Given data:
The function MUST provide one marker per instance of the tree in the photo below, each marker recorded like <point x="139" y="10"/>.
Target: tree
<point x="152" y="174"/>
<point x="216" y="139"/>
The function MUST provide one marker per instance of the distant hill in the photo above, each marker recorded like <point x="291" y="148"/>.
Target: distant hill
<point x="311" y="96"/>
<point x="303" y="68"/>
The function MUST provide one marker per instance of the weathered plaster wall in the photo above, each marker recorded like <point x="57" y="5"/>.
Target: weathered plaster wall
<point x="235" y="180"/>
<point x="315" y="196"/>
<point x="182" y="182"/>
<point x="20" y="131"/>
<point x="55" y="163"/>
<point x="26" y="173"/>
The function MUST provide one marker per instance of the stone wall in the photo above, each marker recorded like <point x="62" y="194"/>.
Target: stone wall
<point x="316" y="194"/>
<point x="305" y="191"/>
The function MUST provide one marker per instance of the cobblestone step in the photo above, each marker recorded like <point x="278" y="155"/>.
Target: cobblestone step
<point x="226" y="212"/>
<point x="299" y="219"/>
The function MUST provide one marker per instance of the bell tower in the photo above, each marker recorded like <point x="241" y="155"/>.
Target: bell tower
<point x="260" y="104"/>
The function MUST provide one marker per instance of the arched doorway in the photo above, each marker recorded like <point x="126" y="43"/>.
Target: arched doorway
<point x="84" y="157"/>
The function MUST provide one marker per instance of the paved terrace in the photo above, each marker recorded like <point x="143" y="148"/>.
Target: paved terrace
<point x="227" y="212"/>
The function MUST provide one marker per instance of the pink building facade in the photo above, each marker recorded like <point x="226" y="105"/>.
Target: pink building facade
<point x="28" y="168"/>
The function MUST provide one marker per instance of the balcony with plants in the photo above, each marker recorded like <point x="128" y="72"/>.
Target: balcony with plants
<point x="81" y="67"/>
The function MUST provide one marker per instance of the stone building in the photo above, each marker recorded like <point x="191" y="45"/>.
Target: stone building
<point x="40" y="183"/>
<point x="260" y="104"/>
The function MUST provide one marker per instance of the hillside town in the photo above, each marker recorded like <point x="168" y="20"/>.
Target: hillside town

Prompt:
Reproduce the stretch from the line containing "of the cobblestone" through the end of the records, swapping "bell tower" for "clock tower" and leaving everything else unchanged.

Exercise answer:
The function MUST provide one marker per instance of the cobblestone step in the photo above, each marker recorded like <point x="278" y="155"/>.
Target: cobblestone step
<point x="226" y="212"/>
<point x="299" y="219"/>
The function MUST provide one marker per instance of the clock tower in the photo above, each marker recorded like <point x="241" y="155"/>.
Target: clock tower
<point x="260" y="104"/>
The function MUST provide one marker per instance of the arched doorway in the photo above, each marker recorded like <point x="126" y="43"/>.
Target: arched doorway
<point x="84" y="157"/>
The function MUST provide one marker per instance of the paved terrace in the photo above, each marker recorded like <point x="143" y="148"/>.
Target: paved terrace
<point x="227" y="212"/>
The function MUST provide one marker per instance of the pink building facade in the photo above, each marker recorded like <point x="226" y="105"/>.
Target: pink building facade
<point x="28" y="168"/>
The function MUST provide one marker per instance of the balcony with plants in the photo above, each marker recorded like <point x="128" y="72"/>.
Target: balcony with plants
<point x="81" y="67"/>
The function MUST provide one marker per instance of the stone building in the photo above, each marker recorded like <point x="191" y="45"/>.
Target: stone building
<point x="40" y="183"/>
<point x="260" y="104"/>
The function MUST provide one marker per instance of the hillside town in the photo above, each marker recorded like <point x="168" y="20"/>.
Target: hillside town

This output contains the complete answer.